Shorten the paragraph beginning "Now, I didn't complain about the nerf" in the post on D&D game balance below, keeping its main points.

EXTRACT TO READ
====================

I have set a dire level of challenge in my late D&D4 adventures, and no player died ever. And I can tell you, I'm not a piece of cake when GM-ing Gamist. Not that I delight in PK, but if the engine of the game is driven by the risk of death, not being able to die makes the game a bit less interesting, don't you think?

The myth of competition between players seems to me as having been such a red herring to the 3.5 and 4th designers that nodding to this has flushed all life out of the game. When you have rules that emphasize cooperative play and fluff text openly disallowing competition, why would you want to reach a total balance in addition? So. Sounds like what is considered as "having an opportunity to shine" has more or less become "look, that's for your skill, Step on Up, bud!". This is not what I call Step on Up. I love combos, I love the slight discrepancies in rules that allow you to grin and say "look, I'm doing that, and that and now I use this and look, look... KA-BOOOOM, see you in Hell". I remember having designed a healing skill build in Guild Wars. This build allowed me to heal almost instantly 130% more than any other healers. During the two weeks before it was nerfed, I've had my share of glory.

Now, I didn't complain about the nerf, that's part of the sport you know. In OD&D or the totally unbalanced AD&D2, the nerf came as a GM's fiat or a new houserule bending and we all were happy with that. I have no solution really but I say, if all choices are equal, why is D&D offering a choice? It's not. And tell me, where is the Step on Up then? Gone. What you have as a spare notion of "fun" is waiting for your turn to shine and pray that the adventure has been designed good enough to provide your character its due "spotlight time". The result looks similar but gut-less, strategy-less and... Fun-less.

====================

Records from a point labeling set
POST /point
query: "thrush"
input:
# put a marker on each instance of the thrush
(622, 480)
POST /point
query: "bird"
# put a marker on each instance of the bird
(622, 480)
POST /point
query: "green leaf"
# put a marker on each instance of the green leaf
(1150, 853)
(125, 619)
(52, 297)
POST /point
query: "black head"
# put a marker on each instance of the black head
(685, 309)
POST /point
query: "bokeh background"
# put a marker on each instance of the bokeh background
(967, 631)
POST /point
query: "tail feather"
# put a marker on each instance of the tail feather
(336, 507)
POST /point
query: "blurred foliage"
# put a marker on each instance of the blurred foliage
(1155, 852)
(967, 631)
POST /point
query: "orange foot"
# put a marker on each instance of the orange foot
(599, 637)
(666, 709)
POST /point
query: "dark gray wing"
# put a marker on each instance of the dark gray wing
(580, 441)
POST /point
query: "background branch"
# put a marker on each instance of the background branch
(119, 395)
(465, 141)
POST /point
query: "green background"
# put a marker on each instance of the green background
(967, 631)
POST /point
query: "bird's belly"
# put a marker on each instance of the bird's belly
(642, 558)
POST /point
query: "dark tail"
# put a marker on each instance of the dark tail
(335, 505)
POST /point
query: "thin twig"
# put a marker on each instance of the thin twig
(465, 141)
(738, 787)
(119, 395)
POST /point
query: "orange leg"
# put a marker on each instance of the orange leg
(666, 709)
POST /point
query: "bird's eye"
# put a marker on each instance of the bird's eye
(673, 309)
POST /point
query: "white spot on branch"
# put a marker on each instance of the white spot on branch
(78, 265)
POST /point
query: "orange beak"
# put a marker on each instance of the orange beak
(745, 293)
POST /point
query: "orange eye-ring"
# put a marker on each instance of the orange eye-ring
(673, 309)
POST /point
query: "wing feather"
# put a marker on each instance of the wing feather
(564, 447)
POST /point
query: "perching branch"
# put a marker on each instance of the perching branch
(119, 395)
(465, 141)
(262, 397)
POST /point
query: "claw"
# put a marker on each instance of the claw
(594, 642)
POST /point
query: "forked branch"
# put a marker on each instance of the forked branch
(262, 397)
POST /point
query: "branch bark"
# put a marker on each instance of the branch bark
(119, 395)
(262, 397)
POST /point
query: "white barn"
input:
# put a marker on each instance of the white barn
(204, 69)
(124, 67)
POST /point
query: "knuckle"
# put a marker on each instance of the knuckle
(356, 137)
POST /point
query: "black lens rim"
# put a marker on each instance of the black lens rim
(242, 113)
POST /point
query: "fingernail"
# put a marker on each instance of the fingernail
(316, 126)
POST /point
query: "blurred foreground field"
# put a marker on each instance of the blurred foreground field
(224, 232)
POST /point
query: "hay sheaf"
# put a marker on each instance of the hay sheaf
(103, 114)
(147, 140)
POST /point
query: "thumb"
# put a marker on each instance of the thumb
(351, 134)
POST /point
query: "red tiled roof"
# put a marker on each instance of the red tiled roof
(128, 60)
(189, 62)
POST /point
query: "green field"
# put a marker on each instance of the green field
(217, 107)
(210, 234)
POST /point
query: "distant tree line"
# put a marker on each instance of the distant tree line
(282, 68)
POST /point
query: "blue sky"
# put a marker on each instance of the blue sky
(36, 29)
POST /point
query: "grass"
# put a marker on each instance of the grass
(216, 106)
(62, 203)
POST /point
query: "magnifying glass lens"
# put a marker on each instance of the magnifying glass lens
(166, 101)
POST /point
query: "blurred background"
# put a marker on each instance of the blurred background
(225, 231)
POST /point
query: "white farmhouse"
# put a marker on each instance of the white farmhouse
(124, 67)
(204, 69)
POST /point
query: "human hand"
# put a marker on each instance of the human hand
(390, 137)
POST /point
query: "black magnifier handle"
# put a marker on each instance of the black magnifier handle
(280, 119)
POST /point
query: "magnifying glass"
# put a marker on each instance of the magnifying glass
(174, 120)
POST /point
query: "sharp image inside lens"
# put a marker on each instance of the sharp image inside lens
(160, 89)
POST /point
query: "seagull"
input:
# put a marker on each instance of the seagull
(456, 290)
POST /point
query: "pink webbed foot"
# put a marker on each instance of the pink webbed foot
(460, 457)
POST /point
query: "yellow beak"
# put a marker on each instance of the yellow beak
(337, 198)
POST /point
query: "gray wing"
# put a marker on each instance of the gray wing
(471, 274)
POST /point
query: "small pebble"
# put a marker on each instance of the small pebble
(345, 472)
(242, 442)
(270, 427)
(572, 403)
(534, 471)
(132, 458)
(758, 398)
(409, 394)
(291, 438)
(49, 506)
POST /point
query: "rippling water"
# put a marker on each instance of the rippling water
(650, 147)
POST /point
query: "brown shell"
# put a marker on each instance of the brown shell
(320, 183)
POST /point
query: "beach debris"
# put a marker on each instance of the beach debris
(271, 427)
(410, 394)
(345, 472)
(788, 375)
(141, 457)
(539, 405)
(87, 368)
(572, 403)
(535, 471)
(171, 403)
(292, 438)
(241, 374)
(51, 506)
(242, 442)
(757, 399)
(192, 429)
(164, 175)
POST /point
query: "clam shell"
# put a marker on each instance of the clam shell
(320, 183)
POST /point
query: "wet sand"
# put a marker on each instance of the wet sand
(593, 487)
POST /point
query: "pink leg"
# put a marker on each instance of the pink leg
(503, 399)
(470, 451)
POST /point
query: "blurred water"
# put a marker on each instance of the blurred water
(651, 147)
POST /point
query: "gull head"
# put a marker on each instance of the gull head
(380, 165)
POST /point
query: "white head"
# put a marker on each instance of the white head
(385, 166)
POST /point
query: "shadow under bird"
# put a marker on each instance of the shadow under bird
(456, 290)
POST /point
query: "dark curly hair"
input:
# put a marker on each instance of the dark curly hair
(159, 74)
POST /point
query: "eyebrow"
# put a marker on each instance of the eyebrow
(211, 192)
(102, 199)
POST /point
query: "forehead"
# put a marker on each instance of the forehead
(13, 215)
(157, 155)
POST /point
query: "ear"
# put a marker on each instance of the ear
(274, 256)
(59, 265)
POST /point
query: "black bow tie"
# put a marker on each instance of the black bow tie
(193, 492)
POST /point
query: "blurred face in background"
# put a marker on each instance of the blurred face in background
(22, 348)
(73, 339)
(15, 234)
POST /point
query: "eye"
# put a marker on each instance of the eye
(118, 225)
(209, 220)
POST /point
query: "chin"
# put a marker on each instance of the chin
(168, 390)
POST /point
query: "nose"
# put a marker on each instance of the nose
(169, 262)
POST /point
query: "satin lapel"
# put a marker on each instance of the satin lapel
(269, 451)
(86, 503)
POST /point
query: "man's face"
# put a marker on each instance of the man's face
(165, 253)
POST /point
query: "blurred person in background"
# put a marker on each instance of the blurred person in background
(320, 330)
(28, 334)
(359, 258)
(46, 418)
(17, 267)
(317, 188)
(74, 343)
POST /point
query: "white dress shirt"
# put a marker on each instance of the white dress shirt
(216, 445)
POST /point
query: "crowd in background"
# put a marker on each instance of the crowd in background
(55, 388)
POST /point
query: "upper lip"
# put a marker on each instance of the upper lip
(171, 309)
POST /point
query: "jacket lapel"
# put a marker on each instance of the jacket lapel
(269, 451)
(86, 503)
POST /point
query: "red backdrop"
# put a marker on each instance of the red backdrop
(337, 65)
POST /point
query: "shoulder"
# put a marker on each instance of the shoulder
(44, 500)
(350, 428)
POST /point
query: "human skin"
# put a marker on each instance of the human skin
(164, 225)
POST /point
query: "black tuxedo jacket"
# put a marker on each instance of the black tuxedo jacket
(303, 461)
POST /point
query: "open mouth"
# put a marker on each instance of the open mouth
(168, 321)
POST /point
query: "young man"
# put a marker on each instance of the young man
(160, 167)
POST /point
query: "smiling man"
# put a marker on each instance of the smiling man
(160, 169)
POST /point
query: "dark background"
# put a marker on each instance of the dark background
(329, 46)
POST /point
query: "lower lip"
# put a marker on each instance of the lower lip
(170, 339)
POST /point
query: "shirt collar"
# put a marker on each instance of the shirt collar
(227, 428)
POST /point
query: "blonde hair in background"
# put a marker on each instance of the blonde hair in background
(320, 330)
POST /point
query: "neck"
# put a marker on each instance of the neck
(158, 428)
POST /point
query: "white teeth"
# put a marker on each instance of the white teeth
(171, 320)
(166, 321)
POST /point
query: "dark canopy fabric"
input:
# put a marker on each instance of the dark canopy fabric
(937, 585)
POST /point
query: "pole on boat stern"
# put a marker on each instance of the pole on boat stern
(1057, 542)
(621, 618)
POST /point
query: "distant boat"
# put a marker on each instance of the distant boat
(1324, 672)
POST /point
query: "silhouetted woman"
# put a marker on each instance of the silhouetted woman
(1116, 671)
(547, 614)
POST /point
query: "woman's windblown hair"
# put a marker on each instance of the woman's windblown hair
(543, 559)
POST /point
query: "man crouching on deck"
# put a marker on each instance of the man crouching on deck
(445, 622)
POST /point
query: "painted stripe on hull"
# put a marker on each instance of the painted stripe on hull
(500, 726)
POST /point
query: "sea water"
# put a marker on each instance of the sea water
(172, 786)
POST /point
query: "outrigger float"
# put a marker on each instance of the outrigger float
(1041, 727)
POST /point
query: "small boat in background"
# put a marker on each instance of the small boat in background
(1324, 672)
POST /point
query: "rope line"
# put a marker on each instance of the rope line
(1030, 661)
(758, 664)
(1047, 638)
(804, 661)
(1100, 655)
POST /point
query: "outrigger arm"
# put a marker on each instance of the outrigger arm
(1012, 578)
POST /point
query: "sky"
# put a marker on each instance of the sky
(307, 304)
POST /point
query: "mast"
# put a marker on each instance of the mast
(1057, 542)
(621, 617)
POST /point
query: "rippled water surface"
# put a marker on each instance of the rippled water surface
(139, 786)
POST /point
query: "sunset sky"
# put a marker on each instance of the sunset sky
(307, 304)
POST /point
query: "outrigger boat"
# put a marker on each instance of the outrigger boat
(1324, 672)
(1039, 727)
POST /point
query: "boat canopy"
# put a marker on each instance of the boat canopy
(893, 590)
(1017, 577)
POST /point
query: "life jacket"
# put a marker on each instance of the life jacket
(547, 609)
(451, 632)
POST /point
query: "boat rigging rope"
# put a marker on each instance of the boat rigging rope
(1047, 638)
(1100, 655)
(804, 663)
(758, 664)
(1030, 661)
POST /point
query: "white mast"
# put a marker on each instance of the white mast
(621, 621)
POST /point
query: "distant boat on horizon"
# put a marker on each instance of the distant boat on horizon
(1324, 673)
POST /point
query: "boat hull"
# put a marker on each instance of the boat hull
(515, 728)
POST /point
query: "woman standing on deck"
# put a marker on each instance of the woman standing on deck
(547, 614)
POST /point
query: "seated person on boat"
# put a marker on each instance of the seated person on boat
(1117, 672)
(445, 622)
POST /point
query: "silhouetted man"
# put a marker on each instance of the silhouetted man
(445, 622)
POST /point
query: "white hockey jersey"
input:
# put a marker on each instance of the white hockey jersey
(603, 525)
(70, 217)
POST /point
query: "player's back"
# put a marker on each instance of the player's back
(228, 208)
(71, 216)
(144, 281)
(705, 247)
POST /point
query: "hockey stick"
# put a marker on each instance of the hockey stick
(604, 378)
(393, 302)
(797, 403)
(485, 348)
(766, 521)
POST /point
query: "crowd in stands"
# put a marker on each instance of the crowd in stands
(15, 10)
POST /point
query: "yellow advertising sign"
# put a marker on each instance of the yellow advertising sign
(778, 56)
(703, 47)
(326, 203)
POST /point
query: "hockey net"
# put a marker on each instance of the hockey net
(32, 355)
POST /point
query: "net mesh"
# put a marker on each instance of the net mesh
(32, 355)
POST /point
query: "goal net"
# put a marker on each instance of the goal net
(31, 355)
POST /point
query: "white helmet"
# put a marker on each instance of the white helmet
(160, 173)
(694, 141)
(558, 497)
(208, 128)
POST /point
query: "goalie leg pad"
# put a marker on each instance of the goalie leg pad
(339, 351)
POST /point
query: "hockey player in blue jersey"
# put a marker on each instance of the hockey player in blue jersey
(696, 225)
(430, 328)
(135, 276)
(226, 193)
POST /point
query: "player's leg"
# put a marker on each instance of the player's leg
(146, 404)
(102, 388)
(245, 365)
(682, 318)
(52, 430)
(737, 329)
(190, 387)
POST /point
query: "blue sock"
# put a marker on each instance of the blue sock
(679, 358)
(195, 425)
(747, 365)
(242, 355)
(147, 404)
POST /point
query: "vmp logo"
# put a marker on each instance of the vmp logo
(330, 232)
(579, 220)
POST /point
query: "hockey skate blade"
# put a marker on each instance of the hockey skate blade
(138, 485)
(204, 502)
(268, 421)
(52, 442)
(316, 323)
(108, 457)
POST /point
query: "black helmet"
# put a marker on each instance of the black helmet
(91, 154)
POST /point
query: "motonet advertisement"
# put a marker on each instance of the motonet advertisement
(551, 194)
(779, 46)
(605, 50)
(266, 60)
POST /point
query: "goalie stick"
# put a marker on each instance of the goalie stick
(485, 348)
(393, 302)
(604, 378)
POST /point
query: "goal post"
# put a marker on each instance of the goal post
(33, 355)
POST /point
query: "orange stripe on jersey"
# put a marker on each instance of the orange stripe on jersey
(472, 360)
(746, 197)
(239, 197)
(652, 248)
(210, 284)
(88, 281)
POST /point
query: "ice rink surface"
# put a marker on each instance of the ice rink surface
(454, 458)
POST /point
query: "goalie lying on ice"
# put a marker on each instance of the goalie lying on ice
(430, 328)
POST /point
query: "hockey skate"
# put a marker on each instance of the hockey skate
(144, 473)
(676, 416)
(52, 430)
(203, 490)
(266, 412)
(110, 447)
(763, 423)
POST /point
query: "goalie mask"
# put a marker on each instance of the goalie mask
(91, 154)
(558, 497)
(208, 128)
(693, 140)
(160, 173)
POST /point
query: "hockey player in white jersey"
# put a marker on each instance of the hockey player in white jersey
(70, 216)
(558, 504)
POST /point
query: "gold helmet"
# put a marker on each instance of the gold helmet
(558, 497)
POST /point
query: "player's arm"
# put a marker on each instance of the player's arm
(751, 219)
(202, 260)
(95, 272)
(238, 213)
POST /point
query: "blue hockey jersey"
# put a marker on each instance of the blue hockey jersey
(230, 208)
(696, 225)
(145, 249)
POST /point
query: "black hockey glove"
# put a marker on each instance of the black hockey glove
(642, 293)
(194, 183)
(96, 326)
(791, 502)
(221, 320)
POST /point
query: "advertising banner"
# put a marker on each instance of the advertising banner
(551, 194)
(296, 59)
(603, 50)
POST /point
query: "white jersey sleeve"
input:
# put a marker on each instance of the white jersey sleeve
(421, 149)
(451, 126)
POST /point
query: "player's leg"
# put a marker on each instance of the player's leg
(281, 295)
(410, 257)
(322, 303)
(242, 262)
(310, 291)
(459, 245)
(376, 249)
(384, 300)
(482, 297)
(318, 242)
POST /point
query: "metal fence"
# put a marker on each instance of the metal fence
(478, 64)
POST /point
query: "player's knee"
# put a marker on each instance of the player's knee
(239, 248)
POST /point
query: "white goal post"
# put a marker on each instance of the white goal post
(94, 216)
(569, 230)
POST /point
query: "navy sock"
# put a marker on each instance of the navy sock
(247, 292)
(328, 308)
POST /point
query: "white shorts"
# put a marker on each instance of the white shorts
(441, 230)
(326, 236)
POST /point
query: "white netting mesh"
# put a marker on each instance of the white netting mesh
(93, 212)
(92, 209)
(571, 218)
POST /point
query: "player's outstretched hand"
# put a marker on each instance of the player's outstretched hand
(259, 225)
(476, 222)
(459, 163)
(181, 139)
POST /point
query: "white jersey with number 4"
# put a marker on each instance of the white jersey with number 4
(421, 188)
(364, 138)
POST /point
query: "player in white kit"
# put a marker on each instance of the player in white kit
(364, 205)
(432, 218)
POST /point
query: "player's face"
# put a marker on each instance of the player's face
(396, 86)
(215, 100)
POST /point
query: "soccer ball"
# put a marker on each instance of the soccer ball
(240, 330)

====================

EXPECTED ANSWER
I didn't complain about the nerf; that's part of the sport. In OD&D or the totally unbalanced AD&D2, a nerf came as a GM's fiat or a new houserule, and everyone was happy with that. I have no real solution, but if all choices are equal, D&D isn't really offering a choice, and Step on Up is gone. What's left of "fun" is waiting your turn to shine and hoping the adventure gives your character its "spotlight time." The result looks similar but has no guts, no strategy and no fun.